▸ WHAT YOU HAVE TO DO
Display every line in the rows below that contains the string "stem".

══════════

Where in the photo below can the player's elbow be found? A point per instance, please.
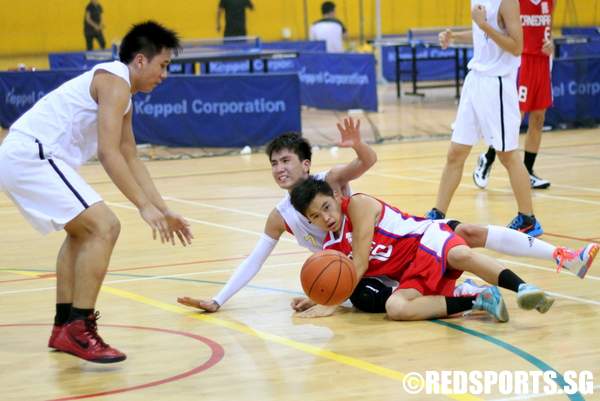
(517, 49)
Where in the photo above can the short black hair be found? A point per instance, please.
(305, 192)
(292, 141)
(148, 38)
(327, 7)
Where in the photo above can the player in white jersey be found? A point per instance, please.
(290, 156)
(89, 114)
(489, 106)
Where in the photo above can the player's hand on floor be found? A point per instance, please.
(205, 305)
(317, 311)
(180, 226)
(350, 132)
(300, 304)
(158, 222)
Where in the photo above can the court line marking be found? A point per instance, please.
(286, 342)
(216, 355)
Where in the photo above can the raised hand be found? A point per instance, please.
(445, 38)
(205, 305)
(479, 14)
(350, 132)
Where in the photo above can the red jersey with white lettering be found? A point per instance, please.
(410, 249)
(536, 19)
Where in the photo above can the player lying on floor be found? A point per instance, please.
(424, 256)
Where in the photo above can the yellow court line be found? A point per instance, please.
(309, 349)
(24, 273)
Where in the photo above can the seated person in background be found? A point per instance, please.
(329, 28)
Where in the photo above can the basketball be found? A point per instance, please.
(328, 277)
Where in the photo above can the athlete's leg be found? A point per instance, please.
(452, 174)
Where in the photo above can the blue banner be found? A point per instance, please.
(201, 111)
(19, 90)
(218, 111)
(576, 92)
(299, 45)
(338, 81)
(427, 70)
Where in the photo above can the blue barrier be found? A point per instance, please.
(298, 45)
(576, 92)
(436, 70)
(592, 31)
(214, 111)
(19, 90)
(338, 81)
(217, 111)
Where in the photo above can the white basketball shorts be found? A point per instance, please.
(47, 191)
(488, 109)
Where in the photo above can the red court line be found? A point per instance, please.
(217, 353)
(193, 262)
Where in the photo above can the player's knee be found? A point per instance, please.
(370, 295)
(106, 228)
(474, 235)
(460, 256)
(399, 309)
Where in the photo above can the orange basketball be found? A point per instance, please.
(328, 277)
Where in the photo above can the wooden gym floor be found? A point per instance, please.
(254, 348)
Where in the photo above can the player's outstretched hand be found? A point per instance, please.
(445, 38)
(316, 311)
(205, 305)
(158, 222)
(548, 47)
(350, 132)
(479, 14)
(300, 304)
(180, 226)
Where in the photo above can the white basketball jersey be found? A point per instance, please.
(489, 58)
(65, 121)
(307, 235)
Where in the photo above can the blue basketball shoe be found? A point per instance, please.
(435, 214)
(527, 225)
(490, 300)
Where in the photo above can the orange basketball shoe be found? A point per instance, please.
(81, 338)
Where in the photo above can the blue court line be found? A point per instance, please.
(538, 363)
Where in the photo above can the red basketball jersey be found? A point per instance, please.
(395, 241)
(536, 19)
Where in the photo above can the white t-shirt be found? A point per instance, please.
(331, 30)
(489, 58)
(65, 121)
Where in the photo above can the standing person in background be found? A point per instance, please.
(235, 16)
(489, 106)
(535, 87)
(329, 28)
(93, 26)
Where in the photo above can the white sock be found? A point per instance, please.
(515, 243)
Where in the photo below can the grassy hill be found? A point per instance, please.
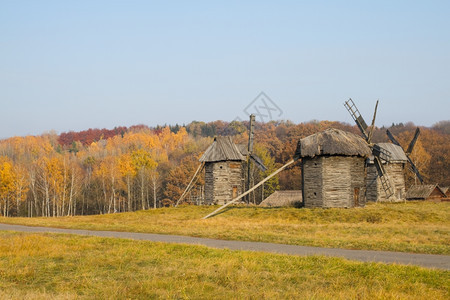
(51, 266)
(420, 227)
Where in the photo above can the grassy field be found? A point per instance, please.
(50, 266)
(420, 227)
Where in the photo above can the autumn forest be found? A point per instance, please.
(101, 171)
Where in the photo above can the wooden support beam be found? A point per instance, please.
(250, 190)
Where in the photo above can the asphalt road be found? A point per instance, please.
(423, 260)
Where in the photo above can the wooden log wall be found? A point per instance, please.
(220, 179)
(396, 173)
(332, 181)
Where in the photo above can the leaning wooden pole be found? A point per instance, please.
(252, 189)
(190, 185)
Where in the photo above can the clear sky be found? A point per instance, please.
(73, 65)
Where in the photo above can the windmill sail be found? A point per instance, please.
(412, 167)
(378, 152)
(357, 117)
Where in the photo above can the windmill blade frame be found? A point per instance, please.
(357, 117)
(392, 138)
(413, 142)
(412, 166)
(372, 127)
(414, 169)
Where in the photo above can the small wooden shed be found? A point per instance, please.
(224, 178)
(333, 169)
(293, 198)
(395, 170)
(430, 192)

══════════

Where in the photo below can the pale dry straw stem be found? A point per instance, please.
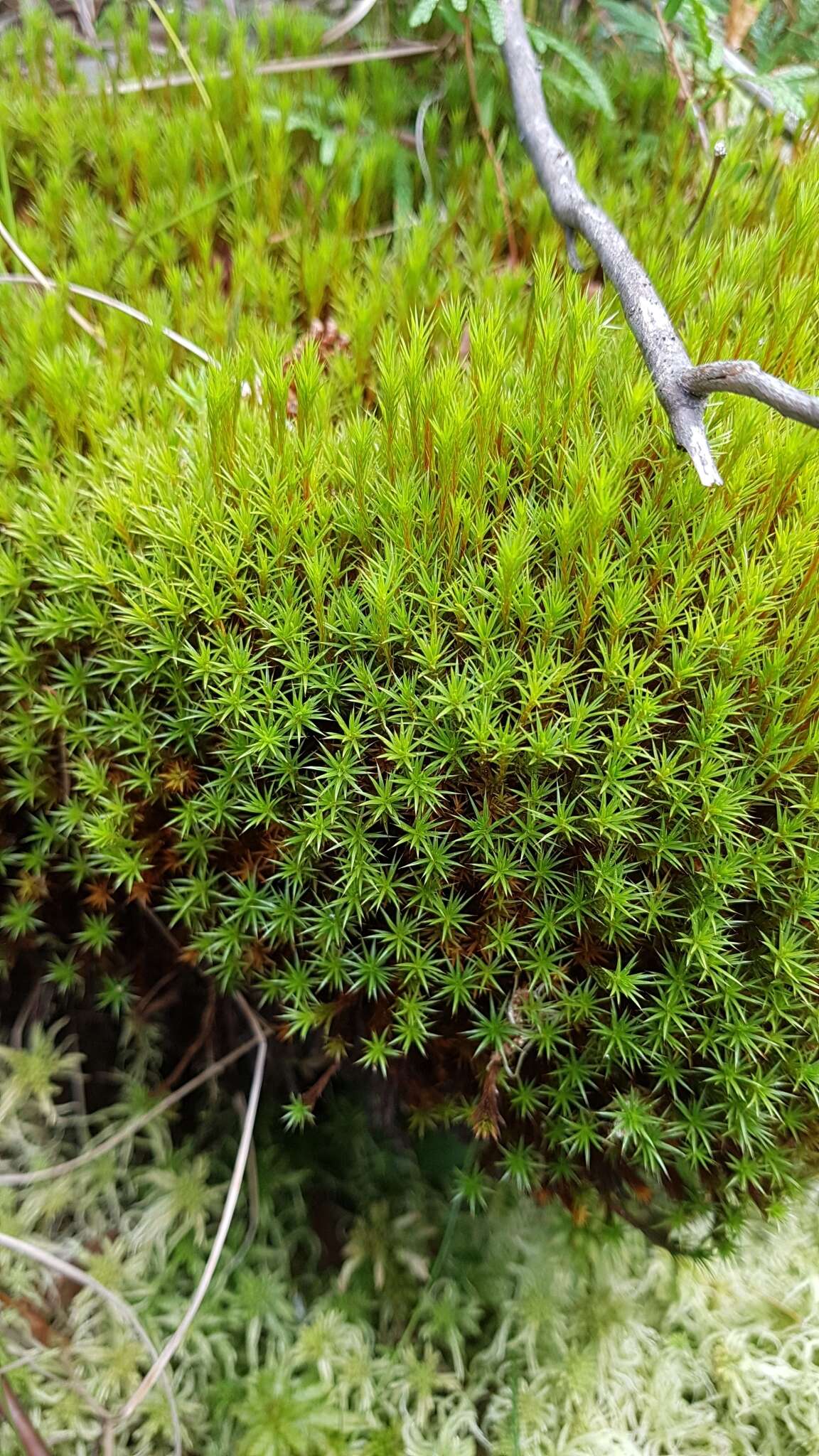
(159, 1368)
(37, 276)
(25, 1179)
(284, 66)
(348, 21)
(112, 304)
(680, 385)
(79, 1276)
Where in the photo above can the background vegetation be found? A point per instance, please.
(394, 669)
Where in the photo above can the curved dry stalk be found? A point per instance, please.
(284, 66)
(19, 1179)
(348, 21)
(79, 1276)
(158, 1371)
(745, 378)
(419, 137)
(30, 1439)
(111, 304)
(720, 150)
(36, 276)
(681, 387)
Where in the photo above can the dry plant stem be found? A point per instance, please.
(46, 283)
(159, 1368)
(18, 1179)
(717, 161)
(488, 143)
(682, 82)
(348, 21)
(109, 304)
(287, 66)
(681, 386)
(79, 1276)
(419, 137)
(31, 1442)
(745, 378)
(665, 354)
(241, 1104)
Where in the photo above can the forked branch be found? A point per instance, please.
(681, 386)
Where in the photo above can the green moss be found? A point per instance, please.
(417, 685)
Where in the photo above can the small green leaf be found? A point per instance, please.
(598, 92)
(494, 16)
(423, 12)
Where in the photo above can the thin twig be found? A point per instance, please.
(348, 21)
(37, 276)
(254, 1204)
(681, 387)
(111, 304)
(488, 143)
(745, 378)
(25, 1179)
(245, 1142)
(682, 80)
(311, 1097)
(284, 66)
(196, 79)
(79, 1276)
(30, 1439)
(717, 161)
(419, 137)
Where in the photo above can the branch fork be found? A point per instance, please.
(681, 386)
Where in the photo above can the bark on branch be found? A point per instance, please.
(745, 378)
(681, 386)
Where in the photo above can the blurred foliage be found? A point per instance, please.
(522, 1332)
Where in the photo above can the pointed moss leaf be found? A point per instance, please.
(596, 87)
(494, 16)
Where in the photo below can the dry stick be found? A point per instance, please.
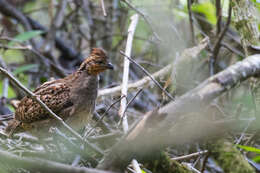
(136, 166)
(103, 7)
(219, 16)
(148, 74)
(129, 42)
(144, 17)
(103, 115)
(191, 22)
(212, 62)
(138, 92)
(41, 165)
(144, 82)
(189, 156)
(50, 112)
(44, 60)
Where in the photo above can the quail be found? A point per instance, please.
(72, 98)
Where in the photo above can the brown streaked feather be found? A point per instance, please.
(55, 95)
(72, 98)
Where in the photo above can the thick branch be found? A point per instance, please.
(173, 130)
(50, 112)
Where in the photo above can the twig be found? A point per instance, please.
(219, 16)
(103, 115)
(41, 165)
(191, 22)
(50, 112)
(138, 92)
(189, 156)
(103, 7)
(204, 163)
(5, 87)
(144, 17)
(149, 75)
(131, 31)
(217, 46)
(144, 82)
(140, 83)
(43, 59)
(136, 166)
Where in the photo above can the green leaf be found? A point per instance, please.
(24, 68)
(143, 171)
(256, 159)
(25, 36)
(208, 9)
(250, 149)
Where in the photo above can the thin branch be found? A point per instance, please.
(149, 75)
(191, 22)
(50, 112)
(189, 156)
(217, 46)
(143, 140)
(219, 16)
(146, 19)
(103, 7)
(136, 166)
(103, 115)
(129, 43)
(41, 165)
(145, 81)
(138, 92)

══════════

▸ RESULT FOR THIS EXERCISE
Where in the photo below can the pale dry straw stem be found? A point per instance, please.
Where in the photo above can the dry plant stem be found? A point per instance, please.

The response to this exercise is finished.